__Written exercise__
Report each line in the records below that contains the string "roof", copying the line in full. Case counts.

__Dataset excerpts__

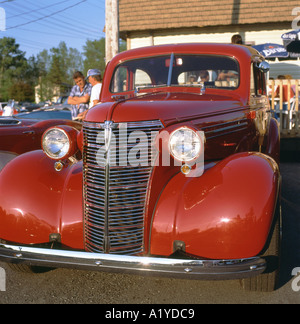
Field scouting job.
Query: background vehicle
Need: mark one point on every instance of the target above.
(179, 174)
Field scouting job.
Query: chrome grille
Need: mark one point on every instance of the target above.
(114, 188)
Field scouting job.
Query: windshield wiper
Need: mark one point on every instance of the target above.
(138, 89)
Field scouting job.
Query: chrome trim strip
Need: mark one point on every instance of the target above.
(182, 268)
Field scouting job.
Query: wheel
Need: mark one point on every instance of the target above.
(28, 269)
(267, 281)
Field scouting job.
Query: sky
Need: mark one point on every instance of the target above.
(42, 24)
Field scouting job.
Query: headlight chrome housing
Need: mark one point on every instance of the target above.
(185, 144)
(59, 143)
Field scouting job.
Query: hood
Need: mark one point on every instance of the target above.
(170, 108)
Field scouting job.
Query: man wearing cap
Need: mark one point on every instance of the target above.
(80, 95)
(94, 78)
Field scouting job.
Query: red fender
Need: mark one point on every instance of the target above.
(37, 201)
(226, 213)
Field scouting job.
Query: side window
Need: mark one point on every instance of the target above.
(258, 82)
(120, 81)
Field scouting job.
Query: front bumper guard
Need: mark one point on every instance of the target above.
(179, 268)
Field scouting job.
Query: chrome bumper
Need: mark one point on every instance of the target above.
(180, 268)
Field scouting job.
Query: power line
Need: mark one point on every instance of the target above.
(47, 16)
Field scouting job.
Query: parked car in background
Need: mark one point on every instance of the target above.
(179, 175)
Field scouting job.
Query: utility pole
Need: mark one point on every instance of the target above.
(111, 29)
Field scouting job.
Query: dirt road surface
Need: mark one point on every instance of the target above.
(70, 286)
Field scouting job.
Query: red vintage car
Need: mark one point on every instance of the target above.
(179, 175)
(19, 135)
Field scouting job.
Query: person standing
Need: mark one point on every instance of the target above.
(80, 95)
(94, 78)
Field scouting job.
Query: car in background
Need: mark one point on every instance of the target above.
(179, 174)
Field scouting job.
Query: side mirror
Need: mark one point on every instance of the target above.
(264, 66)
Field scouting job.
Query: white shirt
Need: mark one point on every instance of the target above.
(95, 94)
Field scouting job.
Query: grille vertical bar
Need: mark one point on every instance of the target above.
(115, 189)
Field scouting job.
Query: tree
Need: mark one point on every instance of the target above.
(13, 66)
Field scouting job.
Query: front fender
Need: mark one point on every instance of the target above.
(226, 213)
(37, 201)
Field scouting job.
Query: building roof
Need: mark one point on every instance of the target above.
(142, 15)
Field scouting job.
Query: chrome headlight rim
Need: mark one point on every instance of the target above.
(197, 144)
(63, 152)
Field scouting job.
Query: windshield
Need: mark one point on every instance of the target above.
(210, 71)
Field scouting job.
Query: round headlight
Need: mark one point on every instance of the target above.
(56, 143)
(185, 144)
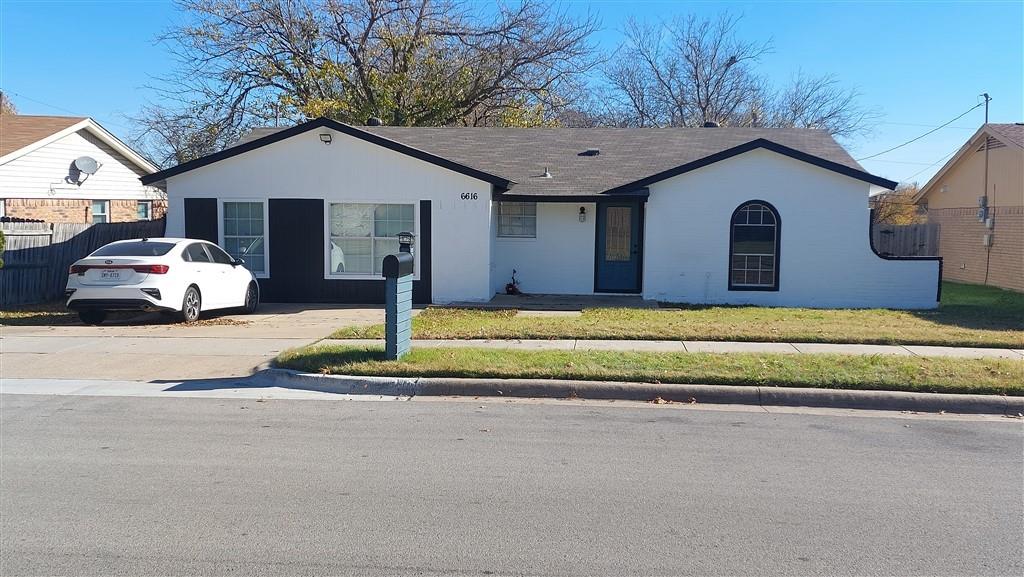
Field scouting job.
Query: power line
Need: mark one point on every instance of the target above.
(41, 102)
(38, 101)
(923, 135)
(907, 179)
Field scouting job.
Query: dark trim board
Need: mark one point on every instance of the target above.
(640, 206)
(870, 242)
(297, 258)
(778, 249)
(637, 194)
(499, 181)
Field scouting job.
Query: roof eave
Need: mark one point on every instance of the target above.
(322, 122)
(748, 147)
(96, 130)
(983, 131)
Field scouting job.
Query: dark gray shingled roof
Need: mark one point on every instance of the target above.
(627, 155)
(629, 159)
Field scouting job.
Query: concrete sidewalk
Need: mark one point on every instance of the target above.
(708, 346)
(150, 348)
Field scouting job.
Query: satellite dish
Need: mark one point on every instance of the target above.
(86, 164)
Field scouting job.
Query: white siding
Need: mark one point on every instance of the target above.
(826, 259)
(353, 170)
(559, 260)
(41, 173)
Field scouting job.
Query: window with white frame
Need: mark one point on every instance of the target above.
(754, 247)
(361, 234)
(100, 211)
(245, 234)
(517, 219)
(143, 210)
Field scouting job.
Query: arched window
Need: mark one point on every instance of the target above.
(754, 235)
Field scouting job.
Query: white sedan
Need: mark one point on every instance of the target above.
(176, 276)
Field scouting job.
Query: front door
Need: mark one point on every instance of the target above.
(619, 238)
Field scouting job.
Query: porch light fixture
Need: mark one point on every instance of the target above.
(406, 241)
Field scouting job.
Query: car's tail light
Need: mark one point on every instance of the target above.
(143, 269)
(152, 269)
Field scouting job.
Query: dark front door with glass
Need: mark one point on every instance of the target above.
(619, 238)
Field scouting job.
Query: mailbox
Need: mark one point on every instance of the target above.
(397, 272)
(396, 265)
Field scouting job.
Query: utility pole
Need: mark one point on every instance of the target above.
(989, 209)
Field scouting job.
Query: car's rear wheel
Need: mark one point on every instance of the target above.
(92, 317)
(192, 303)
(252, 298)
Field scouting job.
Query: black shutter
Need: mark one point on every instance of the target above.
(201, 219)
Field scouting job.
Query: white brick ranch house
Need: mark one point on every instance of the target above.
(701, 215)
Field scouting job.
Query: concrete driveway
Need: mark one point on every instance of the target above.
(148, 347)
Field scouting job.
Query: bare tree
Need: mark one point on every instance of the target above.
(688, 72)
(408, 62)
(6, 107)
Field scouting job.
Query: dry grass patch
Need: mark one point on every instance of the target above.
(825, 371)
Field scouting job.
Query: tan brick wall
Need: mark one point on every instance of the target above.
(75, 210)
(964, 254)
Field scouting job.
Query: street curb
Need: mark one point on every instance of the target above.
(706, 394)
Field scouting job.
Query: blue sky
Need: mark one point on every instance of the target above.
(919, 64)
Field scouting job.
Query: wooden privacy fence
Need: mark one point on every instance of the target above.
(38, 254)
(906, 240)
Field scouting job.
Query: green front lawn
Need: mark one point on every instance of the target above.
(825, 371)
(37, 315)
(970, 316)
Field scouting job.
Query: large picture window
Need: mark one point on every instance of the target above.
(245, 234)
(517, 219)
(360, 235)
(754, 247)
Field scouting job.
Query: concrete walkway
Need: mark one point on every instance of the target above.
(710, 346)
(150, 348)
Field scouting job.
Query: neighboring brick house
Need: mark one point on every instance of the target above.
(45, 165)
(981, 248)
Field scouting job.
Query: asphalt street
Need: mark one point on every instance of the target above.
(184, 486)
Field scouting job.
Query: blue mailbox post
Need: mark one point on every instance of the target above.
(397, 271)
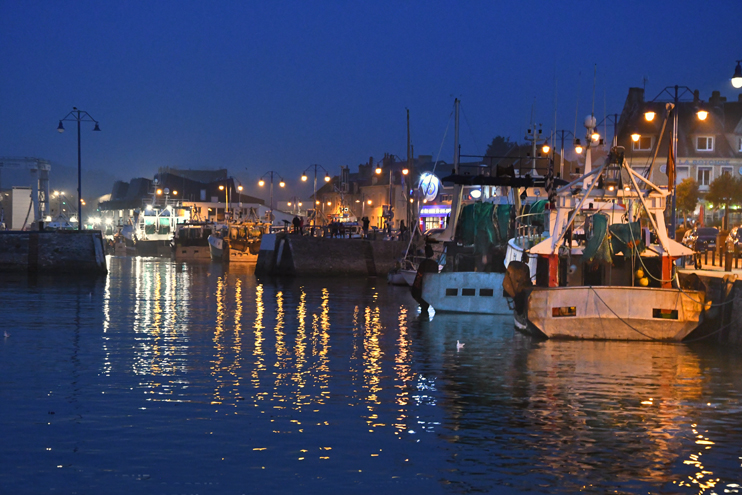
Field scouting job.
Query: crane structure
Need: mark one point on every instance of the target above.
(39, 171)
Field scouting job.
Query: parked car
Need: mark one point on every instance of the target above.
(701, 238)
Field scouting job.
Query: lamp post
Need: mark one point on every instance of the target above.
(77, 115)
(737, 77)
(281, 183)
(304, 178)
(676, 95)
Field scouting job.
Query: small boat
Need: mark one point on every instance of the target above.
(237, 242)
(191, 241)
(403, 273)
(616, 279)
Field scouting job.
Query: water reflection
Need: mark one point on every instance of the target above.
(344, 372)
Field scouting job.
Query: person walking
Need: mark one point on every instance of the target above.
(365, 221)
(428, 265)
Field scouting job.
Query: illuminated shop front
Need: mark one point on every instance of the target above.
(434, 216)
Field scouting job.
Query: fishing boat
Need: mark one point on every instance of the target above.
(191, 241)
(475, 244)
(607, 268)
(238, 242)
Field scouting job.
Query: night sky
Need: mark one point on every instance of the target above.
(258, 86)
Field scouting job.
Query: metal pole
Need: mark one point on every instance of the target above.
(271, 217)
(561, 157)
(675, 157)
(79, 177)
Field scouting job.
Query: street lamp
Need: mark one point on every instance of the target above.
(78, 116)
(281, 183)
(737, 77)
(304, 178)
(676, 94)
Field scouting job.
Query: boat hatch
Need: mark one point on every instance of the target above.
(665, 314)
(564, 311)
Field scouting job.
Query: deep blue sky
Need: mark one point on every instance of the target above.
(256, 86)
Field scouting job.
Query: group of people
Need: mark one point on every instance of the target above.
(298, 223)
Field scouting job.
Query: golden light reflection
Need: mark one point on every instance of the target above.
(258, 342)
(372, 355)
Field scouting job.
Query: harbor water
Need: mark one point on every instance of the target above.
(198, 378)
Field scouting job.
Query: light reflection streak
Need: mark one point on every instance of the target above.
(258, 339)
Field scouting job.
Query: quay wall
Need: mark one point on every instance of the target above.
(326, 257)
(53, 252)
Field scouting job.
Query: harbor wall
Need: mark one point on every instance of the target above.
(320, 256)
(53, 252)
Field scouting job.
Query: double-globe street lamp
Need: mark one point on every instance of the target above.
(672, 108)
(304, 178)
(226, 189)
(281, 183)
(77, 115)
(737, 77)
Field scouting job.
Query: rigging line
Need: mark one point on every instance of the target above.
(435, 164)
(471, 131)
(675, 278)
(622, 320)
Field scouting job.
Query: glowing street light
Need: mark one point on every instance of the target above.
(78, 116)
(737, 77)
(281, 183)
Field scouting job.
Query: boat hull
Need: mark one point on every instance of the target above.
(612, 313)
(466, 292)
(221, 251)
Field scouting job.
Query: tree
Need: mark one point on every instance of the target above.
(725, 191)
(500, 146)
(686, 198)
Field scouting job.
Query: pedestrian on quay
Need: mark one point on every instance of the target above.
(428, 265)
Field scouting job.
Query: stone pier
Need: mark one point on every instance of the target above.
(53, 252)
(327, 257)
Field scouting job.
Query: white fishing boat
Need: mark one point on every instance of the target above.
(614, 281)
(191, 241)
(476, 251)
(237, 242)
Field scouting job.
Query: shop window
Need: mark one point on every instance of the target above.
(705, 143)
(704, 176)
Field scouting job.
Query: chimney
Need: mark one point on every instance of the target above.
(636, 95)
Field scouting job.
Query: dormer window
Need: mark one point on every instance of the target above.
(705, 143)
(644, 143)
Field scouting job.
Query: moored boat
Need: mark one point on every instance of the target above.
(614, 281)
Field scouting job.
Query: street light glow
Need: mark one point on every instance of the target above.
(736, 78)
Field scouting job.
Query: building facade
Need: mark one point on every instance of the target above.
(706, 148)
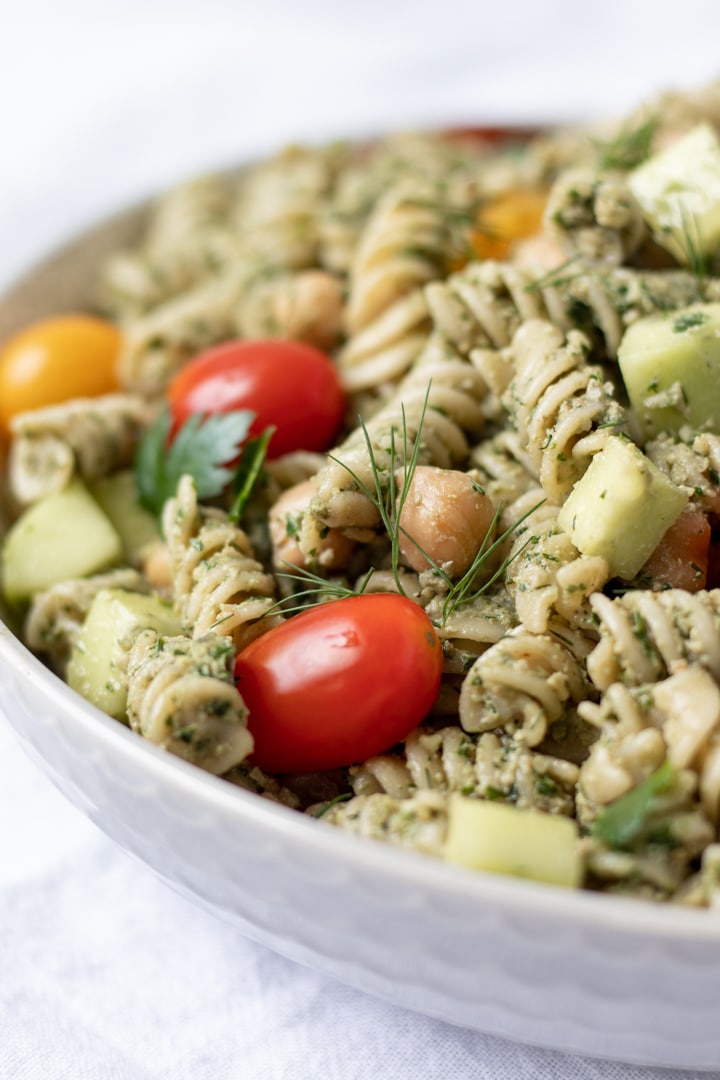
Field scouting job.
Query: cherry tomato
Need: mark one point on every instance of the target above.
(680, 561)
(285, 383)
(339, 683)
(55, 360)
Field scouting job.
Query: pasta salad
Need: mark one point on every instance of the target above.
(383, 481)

__Worked solution__
Query: building roof
Query: roof eave
Query: dark gray shingled roof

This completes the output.